STATED PROBLEM :: Please update the lines below by replacing "Spot" with "Find" everywhere it occurs, leaving all else unchanged.

---*---

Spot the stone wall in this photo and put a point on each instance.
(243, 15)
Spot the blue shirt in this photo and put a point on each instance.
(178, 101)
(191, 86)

---*---

TASK RESULT ::
Find the stone wall in this photo and put a point on each instance.
(243, 15)
Find the blue shirt in this photo and put a point on each instance.
(178, 101)
(191, 86)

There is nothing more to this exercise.